Text to read
==================================================

The 2007 measure is also similar to current proposals introduced by Conyers and Sen. Bernie Sanders, I-Vt.

As a senator, Obama wanted to require government analysts to get court approval before accessing incidentally collected American data.

In Feb. 2008, Obama co-sponsored an amendment, also introduced by Feingold, which would have further limited the ability of the government to collect any communications to or from people residing in the U.S.

The measure would have also required government analysts to segregate all incidentally collected American communications. If analysts wanted to access those communications, they would have needed to apply for individualized surveillance court approval.

The amendment failed 35-63. Obama later reversed his position and supported what became the law now known to authorize the PRISM program. That legislation — the FISA Amendments Act of 2008 — also granted immunity to telecoms that had cooperated with the government on surveillance.

The law ensured the government would not need a court order to collect data from foreigners residing outside the United States. According to the Washington Post, analysts are told that they can compel companies to turn over communications if they are 51 percent certain the data belongs to foreigners.

Powerpoint presentation slides published by the Guardian indicate that when analysts use XKeyscore — the software the NSA uses to sift through huge amounts of raw internet data — they must first justify why they have reason to believe communications are foreign. Analysts can select from rationales available in dropdown menus and then read the communications without court or supervisor approval.

Finally, analysts do not need court approval to look at previously-collected bulk metadata either, even domestic metadata. Instead, the NSA limits access to incidentally collected American data according to its own “minimization” procedures. A leaked 2009 document said that analysts only needed permission from their “shift coordinators” to access previously-collected phone records. Rep. Stephen Lynch, D-Mass., has introduced a bill that would require analysts to get special court approval to search through telephone metadata.

As a senator, Obama wanted the executive branch to report to Congress how many American communications had been swept up during surveillance.

Feingold’s 2008 amendment, which Obama supported, would have also required the Defense Department and Justice Department to complete a joint audit of all incidentally collected American communications and provide the report to congressional intelligence committees. The amendment failed 35-63.

The Inspector General of the Intelligence Community told Senators Ron Wyden, D-Ore., and Mark Udall, D-Co. last year that it would be unfeasible to estimate how many American communications have been incidentally collected, and doing so would violate Americans’ privacy rights.

As a senator, Obama wanted to restrict the use of gag orders related to surveillance court orders.

Obama co-sponsored at least two measures that would have made it harder for the government to issue nondisclosure orders to businesses when compelling them to turn over customer data.

One 2007 bill would have required the government to demonstrate that disclosure could cause one of six specific harms: by either endangering someone, causing someone to avoid prosecution, encouraging the destruction of evidence, intimidating potential witnesses, interfering with diplomatic relations, or threatening national security. It would have also required the government to show that the gag order was “narrowly tailored” to address those specific dangers. Obama also supported a similar measure in 2005. Neither measure made it out of committee.

The Obama administration has thus far prevented companies from disclosing information about surveillance requests. Verizon’s surveillance court order included a gag order.

==================================================

Raw records

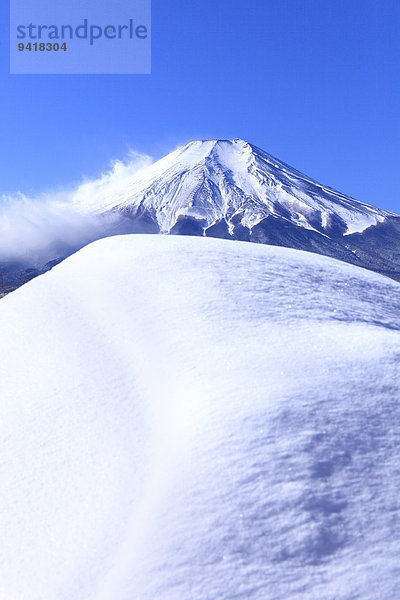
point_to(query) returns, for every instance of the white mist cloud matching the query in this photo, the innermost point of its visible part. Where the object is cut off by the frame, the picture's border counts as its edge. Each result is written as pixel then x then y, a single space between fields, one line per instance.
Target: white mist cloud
pixel 38 229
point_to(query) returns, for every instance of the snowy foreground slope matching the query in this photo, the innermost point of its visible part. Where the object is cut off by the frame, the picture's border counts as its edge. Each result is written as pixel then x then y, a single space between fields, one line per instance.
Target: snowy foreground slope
pixel 189 418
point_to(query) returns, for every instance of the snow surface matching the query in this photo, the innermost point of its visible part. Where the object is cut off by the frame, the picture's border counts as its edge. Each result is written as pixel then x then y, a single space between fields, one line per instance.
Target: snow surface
pixel 190 418
pixel 212 180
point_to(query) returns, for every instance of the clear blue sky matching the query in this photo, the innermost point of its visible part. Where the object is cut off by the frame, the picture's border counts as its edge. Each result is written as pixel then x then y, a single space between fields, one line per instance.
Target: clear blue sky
pixel 314 82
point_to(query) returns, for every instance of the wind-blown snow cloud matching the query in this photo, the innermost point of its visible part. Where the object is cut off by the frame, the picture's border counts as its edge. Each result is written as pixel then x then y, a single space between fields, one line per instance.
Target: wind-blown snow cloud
pixel 42 228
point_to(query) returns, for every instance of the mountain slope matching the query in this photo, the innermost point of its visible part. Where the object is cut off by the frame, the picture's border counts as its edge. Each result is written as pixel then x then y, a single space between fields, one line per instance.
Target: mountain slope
pixel 234 190
pixel 231 190
pixel 190 418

==================================================

Set tasks
• 1. Decide whether each statement below agrees with the passage on Obama's surveillance positions. Answer yes or no for each and quote the passage's deciding words.
(a) The amendment Obama co-sponsored in February 2008 failed by a vote of 35-63.
(b) The leaked 2009 document said analysts needed surveillance court approval to access previously-collected phone records.
(c) The 2007 bill restricting gag orders made it out of committee.
• 2. Carry on the passage on Obama's surveillance positions, starting after its last sentence.

Answers below
• 1.
(a) Yes: "The amendment failed 35-63."
(b) No: "analysts only needed permission from their “shift coordinators” to access previously-collected phone records."
(c) No: "Neither measure made it out of committee."

• 2.
Meanwhile, Microsoft and Google have filed motions with the Foreign Intelligence Surveillance Court seeking permission to release aggregate data about directives they’ve received. Microsoft has said the Justice Department and the FBI had previously denied its requests to release more information. The Justice Department has asked for more time to consider lifting the gag orders.

As a senator, Obama wanted to give the accused a chance to challenge government surveillance.

Obama co-sponsored a 2007 measure that would have required the government to tell defendants before it used any evidence collected under the controversial section of the Patriot Act. (That section, known as 215, has served as the basis for the bulk phone records collection program.) Obama also supported an identical measure in 2005.

Both bills would have ensured that defendants had a chance to challenge the legalityof Patriot Act surveillance. The Supreme Court has since held that plaintiffs who cannot prove they have been monitored cannot challenge NSA surveillance programs.

Those particular bills did not make it out of committee. But another section of the Foreign Intelligence Surveillance Act requires that the government tell defendants before it uses evidence collected under that law.

Until recently, federal prosecutors would not tell defendants what kind of surveillance had been used.

The New York Times reported that in two separate bomb plot prosecutions, the government resisted efforts to reveal whether its surveillance relied on a traditional FISA order, or the 2008 law now known to authorize PRISM. As a result, defense attorneys had been unable to contest the legality of the surveillance. Sen. Dianne Feinstein, D-Calif., later said that in both cases, the government had relied on the 2008 law, though prosecutors now dispute that account.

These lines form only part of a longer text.